Task objective:
Whenever a line below holds the word "each", count it once; report the total and nothing else.

(Data records)
*** Block opens ***

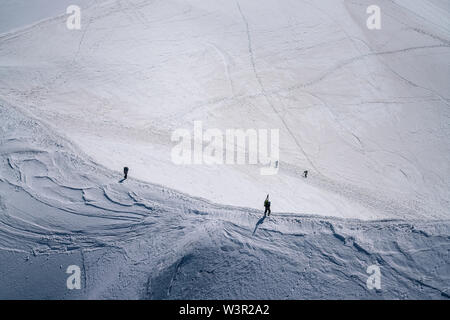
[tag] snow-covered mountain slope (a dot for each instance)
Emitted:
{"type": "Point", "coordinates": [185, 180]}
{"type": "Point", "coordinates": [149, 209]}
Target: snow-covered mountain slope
{"type": "Point", "coordinates": [138, 240]}
{"type": "Point", "coordinates": [366, 111]}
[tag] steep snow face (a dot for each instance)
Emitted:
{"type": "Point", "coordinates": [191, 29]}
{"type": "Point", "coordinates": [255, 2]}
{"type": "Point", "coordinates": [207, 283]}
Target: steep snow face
{"type": "Point", "coordinates": [135, 240]}
{"type": "Point", "coordinates": [365, 111]}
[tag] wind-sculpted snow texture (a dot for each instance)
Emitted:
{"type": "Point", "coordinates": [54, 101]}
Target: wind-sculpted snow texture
{"type": "Point", "coordinates": [136, 240]}
{"type": "Point", "coordinates": [365, 111]}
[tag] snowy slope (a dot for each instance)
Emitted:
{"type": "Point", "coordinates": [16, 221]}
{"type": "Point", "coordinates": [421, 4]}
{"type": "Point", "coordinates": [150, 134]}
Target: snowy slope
{"type": "Point", "coordinates": [135, 240]}
{"type": "Point", "coordinates": [365, 111]}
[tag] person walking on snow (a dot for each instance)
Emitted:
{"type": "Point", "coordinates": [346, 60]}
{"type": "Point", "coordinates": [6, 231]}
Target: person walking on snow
{"type": "Point", "coordinates": [267, 206]}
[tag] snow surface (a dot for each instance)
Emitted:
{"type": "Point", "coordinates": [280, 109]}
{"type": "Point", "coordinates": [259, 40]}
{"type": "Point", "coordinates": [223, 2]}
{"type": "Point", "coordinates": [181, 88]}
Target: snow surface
{"type": "Point", "coordinates": [367, 112]}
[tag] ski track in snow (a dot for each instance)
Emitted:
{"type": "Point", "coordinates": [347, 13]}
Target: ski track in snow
{"type": "Point", "coordinates": [138, 240]}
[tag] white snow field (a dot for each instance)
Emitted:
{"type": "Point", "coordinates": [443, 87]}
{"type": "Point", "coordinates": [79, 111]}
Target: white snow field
{"type": "Point", "coordinates": [367, 112]}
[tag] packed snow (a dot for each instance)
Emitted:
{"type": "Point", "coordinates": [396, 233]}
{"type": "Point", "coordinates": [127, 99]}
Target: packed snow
{"type": "Point", "coordinates": [366, 112]}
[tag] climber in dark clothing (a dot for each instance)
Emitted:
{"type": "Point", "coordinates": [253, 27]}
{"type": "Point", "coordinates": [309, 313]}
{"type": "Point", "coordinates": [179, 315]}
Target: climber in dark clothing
{"type": "Point", "coordinates": [267, 206]}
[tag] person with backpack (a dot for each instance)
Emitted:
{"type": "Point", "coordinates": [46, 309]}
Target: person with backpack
{"type": "Point", "coordinates": [267, 206]}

*** Block closes ***

Written solution:
11